Region pointing data:
....
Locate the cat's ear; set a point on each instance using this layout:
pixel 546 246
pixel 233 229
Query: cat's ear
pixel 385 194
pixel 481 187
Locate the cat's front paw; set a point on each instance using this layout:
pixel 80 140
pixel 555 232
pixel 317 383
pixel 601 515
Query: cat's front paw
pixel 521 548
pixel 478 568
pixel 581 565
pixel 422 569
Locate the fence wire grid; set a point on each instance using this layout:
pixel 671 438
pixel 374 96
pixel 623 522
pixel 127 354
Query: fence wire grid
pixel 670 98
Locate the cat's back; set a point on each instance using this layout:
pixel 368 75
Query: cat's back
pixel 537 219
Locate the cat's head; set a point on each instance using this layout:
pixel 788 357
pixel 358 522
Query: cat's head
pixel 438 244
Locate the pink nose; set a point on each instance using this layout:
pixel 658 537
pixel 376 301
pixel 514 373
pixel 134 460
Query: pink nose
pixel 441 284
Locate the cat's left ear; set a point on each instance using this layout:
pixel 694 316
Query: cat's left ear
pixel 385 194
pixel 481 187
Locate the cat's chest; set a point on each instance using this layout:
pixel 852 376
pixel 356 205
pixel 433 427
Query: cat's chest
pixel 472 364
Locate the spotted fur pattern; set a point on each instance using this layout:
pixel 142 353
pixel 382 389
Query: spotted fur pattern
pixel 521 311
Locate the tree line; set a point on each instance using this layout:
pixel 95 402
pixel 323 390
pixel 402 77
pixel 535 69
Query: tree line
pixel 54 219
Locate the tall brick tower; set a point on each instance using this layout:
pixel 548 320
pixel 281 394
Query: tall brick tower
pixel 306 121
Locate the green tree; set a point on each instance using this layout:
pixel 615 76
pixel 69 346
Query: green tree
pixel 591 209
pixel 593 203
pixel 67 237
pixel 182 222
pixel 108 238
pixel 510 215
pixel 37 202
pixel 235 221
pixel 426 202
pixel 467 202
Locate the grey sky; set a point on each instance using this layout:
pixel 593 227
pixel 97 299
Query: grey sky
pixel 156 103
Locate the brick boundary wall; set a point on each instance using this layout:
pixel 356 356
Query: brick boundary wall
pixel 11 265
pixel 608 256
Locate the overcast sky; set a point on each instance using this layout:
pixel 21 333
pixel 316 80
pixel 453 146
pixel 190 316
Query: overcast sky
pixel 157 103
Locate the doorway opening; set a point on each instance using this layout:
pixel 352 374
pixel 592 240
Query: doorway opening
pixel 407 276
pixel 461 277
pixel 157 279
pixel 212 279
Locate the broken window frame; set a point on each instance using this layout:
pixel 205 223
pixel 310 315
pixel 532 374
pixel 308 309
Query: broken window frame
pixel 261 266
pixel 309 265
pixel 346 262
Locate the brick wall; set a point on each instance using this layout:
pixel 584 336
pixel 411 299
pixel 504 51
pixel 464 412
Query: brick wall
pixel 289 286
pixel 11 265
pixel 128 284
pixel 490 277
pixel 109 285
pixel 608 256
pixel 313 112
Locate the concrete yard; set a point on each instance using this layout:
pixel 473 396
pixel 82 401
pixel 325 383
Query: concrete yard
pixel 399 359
....
WHAT THE TASK ASKS: Scan the records above for the lines holding "pixel 356 205" and "pixel 281 394". Transcribe those two and every line between them word for word, and no others.

OUTPUT FOR THIS EXERCISE:
pixel 356 205
pixel 433 427
Query: cat's chest
pixel 472 364
Locate the spotted fur pattern; set a point on each instance using this layout:
pixel 142 353
pixel 382 389
Query: spotted fur pattern
pixel 521 311
Locate the tree line; set a point on each instance using this layout:
pixel 95 402
pixel 323 390
pixel 402 77
pixel 535 69
Query: tree line
pixel 54 219
Locate the tall brick tower; set a point on each instance using this layout:
pixel 548 320
pixel 281 394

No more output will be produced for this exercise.